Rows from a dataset
════

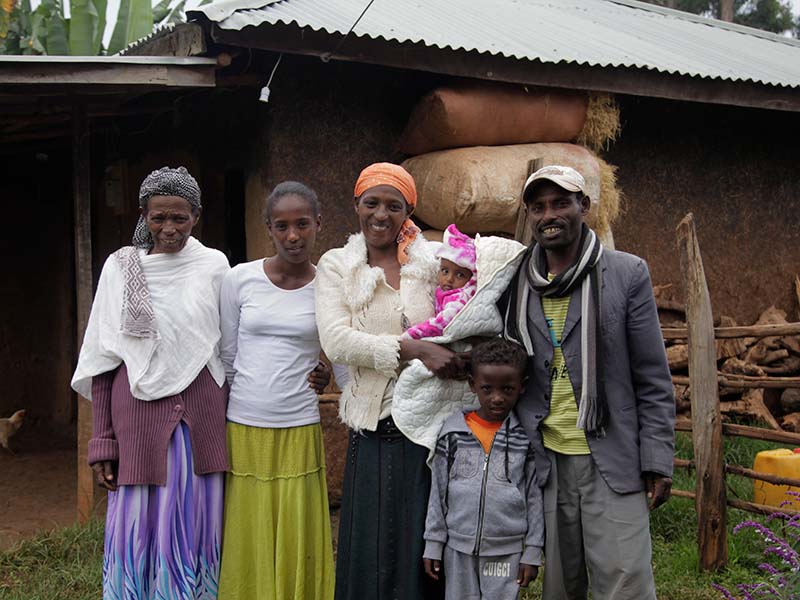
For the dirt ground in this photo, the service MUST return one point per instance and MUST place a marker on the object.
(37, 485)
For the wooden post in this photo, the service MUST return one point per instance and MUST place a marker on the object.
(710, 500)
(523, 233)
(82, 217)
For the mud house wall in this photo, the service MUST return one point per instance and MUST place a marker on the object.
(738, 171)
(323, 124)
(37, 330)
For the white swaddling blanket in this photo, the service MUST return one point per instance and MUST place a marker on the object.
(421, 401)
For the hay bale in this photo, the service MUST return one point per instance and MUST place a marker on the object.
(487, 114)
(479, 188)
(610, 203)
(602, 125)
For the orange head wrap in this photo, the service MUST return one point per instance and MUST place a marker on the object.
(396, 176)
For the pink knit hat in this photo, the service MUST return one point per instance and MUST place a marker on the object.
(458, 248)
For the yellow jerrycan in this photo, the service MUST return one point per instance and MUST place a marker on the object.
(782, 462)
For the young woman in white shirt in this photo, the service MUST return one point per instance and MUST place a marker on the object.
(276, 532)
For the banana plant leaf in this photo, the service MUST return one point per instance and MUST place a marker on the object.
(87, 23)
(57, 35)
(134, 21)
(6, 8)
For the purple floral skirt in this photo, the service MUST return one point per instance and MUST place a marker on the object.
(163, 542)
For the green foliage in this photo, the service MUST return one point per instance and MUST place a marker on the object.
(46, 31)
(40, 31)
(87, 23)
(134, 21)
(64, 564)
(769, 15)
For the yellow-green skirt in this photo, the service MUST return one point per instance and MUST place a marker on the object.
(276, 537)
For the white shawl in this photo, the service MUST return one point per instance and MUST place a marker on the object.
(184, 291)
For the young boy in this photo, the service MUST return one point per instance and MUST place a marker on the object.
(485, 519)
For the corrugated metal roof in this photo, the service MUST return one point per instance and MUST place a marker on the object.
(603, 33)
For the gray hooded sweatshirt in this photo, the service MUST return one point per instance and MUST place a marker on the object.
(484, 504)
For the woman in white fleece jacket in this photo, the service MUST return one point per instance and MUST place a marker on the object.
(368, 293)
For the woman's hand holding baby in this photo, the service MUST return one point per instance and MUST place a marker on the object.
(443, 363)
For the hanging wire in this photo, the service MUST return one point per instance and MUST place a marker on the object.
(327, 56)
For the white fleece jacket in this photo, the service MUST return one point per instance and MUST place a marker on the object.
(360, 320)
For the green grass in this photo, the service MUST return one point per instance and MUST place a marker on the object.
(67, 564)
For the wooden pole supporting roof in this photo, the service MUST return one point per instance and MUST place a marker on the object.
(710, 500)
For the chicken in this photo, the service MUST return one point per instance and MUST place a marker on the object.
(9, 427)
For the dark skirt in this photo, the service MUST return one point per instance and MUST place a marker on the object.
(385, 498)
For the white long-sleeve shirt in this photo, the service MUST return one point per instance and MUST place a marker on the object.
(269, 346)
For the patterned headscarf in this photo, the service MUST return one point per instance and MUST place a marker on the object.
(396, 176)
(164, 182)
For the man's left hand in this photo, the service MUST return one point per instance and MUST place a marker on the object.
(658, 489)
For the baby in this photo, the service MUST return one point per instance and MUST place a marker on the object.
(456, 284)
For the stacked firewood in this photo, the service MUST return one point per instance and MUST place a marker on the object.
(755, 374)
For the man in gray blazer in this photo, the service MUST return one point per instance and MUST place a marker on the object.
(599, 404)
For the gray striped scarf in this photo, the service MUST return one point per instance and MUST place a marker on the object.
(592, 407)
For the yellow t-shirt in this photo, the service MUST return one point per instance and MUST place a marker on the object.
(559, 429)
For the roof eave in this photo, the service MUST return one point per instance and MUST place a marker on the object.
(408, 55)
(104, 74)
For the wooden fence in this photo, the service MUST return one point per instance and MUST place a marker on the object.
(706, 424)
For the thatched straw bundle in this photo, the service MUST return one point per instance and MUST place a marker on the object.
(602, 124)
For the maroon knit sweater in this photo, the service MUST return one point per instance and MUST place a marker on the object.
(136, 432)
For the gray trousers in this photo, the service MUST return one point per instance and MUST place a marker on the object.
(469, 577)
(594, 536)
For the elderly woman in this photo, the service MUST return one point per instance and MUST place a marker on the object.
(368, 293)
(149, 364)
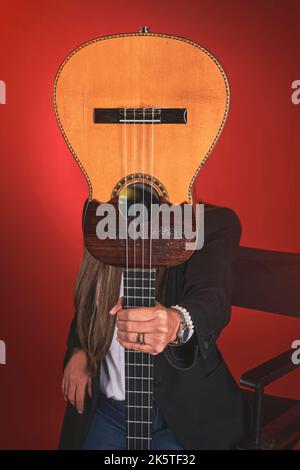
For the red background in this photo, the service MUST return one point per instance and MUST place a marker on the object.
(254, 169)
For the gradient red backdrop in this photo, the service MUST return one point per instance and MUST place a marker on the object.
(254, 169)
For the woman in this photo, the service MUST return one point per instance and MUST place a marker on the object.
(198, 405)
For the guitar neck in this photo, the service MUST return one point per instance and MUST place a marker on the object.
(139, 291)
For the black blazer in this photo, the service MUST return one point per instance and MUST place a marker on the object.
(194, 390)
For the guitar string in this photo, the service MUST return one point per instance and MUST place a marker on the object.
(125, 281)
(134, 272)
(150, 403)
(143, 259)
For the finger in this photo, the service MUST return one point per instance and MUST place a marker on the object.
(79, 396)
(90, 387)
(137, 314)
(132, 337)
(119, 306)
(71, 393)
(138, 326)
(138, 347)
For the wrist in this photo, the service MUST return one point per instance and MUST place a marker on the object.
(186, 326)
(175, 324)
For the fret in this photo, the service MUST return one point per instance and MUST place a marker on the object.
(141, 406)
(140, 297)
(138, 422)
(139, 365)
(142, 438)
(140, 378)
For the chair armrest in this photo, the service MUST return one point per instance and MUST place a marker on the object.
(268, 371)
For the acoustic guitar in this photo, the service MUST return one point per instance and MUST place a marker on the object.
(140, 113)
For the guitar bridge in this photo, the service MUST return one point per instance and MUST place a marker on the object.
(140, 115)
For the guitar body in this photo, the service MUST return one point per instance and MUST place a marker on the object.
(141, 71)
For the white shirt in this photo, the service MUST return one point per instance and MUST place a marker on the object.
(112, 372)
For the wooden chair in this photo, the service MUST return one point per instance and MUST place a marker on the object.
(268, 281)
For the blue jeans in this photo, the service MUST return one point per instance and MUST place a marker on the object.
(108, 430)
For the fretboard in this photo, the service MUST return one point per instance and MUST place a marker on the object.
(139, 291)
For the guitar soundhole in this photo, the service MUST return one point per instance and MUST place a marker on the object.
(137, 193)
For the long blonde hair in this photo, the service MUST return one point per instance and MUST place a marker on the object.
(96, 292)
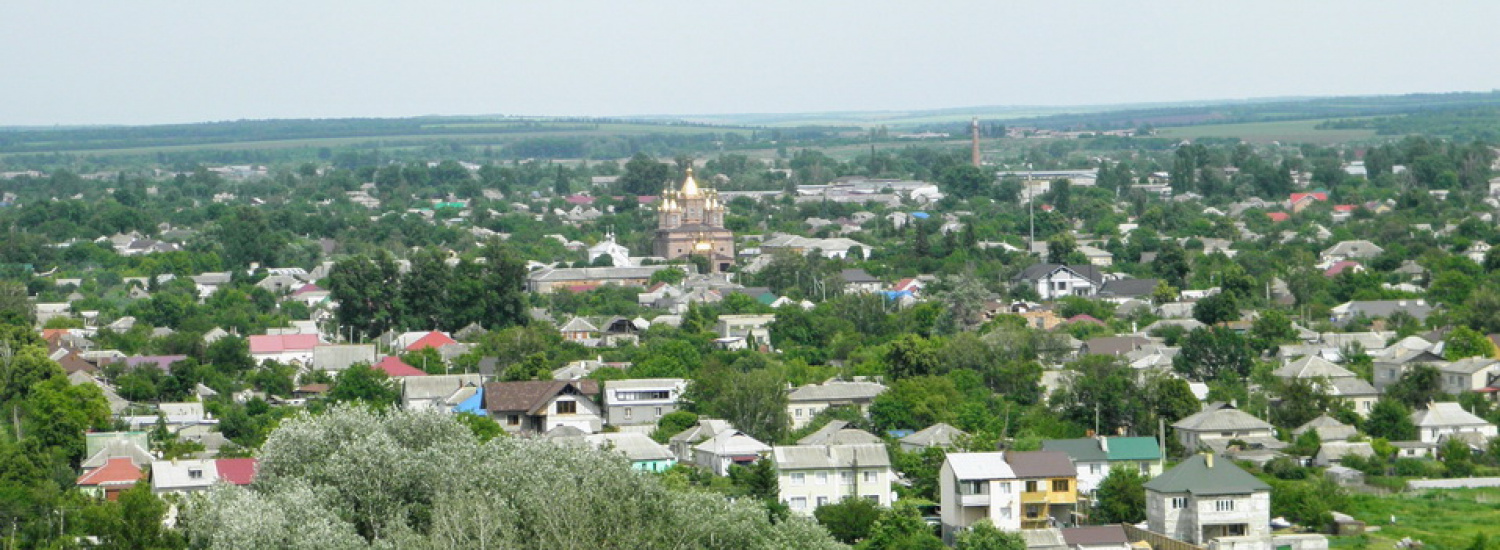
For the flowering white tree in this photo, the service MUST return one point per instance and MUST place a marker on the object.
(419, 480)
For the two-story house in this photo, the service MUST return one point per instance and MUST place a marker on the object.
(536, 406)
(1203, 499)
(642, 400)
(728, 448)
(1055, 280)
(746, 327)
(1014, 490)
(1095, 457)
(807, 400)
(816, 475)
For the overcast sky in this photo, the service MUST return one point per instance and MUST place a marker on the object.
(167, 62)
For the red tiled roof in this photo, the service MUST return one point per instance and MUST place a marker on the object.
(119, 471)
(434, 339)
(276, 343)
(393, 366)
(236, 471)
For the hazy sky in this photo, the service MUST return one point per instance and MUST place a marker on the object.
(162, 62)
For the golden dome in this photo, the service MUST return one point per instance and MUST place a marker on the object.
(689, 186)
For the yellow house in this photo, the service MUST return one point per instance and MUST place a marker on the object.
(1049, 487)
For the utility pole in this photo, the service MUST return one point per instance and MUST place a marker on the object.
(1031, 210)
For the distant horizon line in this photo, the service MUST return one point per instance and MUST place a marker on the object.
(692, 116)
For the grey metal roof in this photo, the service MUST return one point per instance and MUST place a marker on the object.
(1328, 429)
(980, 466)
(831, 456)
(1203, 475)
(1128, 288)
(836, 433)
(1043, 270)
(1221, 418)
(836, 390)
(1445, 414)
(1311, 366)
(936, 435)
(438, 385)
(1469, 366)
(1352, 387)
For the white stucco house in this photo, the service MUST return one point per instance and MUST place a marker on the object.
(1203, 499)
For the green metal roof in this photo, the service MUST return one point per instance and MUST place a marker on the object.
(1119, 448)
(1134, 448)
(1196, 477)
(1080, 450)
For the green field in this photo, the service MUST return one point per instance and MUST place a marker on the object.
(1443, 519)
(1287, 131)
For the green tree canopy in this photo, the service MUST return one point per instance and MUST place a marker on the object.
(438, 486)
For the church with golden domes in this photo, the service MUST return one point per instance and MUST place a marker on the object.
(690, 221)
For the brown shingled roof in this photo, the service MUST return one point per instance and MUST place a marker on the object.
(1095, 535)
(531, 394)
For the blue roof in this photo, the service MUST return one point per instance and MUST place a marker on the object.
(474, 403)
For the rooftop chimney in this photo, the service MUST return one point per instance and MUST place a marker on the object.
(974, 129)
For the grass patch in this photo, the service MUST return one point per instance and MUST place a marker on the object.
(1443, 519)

════

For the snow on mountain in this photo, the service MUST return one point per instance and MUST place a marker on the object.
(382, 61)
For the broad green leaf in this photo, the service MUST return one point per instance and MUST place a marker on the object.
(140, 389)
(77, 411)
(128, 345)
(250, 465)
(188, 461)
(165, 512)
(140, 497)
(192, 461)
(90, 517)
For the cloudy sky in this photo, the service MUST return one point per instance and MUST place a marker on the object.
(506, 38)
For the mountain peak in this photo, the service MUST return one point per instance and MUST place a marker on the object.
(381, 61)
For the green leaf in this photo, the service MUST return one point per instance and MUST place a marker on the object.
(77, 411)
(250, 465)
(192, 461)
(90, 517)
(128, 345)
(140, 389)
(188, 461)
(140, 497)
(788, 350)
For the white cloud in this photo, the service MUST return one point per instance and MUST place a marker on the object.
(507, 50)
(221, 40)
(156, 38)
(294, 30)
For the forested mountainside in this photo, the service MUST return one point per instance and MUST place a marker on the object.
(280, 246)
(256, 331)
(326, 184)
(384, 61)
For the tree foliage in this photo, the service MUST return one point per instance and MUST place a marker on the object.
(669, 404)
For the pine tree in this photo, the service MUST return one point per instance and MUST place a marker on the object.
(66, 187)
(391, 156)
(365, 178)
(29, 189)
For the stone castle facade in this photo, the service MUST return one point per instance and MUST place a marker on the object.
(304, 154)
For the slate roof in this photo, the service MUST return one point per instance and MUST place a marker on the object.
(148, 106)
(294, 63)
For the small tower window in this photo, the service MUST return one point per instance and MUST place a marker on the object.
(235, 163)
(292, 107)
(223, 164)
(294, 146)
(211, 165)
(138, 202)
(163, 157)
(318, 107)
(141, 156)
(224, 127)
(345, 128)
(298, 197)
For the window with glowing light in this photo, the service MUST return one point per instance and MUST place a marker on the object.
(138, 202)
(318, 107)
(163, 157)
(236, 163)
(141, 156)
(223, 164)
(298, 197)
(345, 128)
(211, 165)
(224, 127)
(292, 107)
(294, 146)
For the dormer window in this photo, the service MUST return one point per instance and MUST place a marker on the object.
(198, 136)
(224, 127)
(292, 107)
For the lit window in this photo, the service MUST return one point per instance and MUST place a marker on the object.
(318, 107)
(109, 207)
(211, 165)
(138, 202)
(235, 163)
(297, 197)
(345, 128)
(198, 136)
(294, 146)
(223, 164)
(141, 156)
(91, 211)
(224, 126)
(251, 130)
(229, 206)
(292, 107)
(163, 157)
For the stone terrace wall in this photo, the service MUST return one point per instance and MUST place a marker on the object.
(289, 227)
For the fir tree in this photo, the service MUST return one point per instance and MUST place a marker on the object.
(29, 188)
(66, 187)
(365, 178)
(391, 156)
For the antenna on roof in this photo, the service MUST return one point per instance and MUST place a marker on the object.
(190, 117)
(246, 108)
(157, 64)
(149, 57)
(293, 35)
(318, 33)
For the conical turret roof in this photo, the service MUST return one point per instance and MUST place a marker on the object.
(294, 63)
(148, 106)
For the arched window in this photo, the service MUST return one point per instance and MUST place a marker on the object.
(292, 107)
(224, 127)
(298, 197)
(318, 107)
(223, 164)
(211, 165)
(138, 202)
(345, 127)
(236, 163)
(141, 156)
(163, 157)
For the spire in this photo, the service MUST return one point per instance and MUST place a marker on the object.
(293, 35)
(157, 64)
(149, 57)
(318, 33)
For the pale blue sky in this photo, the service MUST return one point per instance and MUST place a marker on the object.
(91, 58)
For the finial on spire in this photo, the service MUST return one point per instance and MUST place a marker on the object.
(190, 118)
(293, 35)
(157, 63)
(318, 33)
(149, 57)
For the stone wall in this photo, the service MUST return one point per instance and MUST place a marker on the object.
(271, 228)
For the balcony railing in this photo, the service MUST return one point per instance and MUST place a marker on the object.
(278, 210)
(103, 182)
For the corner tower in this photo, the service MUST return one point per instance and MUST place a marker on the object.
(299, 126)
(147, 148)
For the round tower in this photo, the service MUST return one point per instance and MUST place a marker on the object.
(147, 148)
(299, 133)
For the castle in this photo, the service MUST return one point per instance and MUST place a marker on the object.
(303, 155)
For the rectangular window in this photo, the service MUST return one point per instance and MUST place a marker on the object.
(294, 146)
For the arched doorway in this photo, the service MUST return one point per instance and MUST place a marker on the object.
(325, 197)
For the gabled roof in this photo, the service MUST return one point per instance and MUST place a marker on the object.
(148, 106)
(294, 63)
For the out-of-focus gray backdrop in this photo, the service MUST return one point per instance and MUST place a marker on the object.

════

**What you need to do**
Rewrite the listing from the line containing "For the castle" through the line containing "For the out-of-focus", swapping "marker" for "pin" and leaving everything else as it is. Return only those lines.

**The output**
For the castle in this photo, the service MUST return one point per instance and MUST place a pin on the object.
(303, 155)
For the rectangular window in this photo, the service MUST return one point per instance and MUST place a pin on the object.
(294, 146)
For the arched doorway in this photo, the service MUST return one point per instance and MUST place a pin on the object.
(325, 197)
For the gabled roof in this photo, the service MUST return one point per instance and MUST place a pin on the object.
(148, 106)
(294, 63)
For the out-of-focus gray backdrop in this photo, the service MUST return one point per instance and MUST place a pin on the object.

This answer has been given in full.